** start **

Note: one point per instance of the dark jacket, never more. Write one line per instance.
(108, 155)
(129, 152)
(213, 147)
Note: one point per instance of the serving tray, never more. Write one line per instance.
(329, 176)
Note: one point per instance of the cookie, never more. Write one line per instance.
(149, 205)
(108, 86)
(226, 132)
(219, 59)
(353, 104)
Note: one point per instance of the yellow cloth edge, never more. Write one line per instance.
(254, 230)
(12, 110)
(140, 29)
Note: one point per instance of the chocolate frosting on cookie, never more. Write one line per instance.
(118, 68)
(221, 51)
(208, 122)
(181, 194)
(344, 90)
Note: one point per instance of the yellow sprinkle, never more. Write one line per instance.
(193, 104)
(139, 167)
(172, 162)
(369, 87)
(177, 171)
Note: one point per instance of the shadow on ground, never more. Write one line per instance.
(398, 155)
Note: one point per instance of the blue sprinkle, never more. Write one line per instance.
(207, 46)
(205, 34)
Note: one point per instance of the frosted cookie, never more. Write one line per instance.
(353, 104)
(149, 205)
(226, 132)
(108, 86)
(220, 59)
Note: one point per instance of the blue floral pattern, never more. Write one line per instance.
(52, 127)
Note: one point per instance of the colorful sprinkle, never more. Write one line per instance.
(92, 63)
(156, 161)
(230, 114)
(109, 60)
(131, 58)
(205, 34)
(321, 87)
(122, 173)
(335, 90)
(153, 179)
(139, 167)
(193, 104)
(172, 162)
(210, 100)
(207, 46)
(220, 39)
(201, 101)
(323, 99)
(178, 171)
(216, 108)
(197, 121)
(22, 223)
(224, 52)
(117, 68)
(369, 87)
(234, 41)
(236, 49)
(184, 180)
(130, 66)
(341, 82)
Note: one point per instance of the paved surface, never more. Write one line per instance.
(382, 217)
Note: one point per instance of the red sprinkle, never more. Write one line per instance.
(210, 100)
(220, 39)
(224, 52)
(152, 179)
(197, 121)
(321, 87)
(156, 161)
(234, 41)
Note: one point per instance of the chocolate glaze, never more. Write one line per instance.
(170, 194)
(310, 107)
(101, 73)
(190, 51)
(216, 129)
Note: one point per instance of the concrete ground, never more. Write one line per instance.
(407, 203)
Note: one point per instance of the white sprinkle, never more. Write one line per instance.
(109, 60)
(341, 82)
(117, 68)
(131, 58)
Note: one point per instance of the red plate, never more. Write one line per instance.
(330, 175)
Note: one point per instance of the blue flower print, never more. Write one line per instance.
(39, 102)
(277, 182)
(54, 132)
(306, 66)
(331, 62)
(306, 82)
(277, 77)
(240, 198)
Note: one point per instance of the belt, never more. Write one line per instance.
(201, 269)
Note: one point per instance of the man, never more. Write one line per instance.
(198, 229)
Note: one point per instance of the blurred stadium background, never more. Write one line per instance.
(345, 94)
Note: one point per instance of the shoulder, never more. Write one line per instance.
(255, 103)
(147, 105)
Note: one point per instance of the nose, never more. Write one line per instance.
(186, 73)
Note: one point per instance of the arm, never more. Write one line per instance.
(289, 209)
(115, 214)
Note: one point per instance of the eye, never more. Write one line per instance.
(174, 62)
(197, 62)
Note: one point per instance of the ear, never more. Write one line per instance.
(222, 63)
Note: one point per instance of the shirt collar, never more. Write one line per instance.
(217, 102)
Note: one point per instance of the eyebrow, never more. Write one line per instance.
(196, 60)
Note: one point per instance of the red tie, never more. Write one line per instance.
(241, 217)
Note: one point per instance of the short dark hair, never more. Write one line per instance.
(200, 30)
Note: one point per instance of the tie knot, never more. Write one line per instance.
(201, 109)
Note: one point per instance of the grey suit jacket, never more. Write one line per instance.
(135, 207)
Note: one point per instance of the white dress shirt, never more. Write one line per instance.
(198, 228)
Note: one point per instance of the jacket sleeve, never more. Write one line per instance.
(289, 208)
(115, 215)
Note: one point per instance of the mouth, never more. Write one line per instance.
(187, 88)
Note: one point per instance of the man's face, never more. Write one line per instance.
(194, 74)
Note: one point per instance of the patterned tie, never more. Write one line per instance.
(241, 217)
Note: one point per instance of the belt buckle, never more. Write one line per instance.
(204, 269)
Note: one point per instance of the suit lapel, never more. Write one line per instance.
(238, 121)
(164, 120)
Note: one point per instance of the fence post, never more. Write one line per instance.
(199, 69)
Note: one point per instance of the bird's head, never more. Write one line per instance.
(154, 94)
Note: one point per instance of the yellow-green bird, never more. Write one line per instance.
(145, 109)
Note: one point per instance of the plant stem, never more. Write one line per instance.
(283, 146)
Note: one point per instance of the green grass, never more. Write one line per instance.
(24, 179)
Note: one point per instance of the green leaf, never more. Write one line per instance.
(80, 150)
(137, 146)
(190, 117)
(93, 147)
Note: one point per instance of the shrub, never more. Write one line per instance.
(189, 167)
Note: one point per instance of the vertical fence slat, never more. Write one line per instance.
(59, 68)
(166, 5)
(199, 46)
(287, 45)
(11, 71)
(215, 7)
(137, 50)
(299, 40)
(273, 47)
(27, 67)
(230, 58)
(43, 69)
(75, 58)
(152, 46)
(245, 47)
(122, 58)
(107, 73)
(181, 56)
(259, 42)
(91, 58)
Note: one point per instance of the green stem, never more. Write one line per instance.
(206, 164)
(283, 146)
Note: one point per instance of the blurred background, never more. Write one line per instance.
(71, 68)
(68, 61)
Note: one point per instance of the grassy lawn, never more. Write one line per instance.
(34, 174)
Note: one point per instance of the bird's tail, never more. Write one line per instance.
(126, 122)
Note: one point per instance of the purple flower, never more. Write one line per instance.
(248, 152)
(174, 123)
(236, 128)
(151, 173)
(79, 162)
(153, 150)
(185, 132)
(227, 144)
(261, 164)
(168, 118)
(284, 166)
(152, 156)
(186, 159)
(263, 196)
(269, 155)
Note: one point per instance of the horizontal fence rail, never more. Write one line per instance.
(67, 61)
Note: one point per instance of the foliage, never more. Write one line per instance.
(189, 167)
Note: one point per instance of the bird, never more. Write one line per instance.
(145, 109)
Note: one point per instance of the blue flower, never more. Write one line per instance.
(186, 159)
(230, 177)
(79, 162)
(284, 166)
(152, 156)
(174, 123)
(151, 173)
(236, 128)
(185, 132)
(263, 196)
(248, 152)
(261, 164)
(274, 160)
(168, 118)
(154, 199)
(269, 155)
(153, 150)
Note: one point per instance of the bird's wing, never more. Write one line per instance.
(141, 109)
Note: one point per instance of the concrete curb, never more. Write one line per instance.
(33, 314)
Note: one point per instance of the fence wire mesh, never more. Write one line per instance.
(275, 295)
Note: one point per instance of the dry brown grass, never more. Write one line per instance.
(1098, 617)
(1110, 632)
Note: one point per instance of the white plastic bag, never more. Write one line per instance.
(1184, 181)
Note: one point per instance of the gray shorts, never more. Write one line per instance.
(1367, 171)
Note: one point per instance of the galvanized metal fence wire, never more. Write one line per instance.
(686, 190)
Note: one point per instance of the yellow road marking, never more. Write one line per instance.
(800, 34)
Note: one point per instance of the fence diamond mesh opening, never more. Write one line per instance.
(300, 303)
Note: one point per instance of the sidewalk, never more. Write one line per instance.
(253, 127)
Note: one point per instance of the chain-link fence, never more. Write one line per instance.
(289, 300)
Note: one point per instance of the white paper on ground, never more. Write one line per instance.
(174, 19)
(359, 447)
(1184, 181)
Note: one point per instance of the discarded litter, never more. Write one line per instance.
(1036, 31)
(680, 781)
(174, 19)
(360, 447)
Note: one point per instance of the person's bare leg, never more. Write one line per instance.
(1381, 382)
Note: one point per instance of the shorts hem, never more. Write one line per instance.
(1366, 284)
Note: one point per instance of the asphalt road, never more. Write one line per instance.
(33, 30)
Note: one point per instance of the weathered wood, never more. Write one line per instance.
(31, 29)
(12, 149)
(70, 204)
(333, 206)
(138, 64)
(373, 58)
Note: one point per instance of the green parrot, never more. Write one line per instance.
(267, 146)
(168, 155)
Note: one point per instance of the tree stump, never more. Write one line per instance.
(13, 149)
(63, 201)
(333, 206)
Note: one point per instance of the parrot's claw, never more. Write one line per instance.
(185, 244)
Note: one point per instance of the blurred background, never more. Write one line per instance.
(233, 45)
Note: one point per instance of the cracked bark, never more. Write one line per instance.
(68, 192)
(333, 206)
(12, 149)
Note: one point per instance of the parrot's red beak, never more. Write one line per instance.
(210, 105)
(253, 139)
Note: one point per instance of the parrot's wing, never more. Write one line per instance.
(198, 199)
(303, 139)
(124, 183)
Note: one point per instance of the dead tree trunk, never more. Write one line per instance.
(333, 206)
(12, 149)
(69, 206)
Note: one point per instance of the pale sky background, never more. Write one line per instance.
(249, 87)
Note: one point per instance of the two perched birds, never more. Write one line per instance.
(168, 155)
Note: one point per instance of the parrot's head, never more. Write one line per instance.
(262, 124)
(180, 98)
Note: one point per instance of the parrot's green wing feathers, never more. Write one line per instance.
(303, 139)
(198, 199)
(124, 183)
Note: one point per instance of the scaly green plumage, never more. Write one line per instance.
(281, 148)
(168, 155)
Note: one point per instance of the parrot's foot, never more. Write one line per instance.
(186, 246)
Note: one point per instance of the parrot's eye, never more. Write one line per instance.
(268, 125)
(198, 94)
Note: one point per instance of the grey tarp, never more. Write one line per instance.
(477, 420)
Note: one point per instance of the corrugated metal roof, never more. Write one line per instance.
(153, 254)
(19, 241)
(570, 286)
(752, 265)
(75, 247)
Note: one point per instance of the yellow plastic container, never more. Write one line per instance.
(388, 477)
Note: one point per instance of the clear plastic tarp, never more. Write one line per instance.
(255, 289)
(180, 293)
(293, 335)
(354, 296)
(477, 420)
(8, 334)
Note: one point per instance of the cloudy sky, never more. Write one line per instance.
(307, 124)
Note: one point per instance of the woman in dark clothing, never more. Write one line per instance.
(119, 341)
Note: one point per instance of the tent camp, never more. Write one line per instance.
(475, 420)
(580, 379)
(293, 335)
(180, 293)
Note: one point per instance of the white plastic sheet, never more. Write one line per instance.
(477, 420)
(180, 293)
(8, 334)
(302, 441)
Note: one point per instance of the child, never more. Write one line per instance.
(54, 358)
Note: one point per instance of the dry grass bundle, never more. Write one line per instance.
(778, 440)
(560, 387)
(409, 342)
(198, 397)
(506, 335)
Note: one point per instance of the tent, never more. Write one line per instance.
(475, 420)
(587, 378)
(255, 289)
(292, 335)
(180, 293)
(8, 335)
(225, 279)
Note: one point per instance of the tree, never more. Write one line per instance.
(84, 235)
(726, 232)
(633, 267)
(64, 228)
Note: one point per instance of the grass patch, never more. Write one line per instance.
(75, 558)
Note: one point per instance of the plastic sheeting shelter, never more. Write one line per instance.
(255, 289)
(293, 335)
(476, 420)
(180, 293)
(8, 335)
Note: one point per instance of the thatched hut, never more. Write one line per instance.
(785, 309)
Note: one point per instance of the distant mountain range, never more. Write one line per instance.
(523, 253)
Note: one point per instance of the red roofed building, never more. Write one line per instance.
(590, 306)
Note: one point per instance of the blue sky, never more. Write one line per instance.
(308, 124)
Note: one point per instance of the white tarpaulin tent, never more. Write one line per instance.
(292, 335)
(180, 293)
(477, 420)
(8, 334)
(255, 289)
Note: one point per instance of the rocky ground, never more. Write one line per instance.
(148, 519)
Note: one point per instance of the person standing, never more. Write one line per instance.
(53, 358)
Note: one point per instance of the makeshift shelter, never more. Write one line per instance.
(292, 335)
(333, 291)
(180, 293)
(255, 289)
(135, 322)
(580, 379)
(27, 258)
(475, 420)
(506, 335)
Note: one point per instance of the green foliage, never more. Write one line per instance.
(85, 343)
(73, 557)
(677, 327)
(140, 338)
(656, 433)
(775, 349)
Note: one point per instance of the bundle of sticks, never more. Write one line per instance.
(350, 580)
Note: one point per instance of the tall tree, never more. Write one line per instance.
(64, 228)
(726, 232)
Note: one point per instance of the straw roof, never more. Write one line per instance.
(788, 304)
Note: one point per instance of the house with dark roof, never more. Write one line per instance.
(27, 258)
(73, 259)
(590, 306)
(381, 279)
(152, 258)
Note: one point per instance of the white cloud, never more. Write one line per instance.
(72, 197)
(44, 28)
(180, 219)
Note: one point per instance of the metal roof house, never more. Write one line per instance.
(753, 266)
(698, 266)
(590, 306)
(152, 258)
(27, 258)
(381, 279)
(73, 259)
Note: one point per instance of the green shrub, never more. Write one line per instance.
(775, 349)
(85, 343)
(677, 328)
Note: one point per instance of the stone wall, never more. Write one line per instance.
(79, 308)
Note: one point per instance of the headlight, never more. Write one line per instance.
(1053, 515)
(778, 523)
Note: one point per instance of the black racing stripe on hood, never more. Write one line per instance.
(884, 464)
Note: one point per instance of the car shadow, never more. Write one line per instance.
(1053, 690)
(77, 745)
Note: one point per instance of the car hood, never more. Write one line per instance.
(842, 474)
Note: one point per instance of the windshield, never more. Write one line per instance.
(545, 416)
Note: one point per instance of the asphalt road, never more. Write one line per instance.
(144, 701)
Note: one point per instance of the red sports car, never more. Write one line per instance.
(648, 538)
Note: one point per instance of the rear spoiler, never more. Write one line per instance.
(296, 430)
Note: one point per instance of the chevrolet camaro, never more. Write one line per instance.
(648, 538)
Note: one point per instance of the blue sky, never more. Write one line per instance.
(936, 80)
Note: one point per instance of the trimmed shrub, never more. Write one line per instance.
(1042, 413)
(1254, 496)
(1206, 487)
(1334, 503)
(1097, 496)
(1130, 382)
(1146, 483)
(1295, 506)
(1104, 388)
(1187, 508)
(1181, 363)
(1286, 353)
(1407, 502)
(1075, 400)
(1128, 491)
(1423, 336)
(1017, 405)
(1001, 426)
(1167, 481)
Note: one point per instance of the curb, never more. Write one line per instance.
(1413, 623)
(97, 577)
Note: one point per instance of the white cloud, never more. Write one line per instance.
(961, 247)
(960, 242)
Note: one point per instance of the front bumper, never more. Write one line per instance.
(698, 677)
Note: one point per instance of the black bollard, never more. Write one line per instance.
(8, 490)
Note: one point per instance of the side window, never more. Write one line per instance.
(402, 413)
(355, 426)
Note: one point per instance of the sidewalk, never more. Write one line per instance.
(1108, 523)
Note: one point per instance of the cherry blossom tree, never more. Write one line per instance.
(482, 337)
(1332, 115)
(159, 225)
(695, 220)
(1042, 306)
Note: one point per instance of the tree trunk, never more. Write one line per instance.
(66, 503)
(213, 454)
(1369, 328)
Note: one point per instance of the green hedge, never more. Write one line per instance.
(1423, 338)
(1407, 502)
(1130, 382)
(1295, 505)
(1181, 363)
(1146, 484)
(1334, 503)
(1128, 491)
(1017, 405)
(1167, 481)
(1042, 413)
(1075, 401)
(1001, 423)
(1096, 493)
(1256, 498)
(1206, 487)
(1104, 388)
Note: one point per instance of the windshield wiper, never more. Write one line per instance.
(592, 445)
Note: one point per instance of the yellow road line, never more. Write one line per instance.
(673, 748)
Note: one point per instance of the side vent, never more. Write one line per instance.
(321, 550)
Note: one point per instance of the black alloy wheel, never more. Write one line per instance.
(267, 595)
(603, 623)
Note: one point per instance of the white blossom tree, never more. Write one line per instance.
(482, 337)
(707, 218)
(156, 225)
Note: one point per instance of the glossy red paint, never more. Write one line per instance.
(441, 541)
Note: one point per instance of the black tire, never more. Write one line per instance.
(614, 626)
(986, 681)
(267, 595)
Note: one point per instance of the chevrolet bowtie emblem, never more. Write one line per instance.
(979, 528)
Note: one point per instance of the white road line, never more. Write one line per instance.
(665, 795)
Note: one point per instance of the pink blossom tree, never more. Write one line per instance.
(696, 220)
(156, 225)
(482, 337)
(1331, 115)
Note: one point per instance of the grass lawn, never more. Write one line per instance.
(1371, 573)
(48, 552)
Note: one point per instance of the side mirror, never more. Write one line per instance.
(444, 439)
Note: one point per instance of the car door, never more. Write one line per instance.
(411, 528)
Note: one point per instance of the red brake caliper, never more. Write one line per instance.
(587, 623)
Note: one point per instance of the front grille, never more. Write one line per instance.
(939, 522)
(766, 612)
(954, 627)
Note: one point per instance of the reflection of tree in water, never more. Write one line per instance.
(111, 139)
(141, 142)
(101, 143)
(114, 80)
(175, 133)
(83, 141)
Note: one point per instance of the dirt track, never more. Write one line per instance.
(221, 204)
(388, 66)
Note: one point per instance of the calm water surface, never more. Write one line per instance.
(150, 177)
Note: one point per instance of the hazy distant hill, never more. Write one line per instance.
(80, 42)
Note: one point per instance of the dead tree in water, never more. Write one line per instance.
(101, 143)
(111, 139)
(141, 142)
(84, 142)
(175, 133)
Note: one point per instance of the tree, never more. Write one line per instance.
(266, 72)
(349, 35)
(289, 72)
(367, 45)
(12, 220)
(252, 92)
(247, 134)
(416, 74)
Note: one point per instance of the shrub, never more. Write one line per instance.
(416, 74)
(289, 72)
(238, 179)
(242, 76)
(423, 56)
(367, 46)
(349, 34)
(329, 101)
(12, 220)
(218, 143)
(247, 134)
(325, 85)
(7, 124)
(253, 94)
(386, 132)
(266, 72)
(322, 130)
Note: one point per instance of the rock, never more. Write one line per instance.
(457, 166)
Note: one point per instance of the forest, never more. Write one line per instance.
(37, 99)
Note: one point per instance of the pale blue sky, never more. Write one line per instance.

** end **

- _INSTRUCTIONS FOR THE TASK_
Starting with the line containing "Note: one point per instance of the forest, never" and going on through the end of the listing, reproduce those lines with "pale blue sky" switched to "overcast sky" and everything else left unchanged.

- _TASK ANSWER_
Note: one point per instance of the forest, never more. Write one line per instance.
(37, 99)
Note: one point per instance of the overcast sky, never more. Write one line per instance.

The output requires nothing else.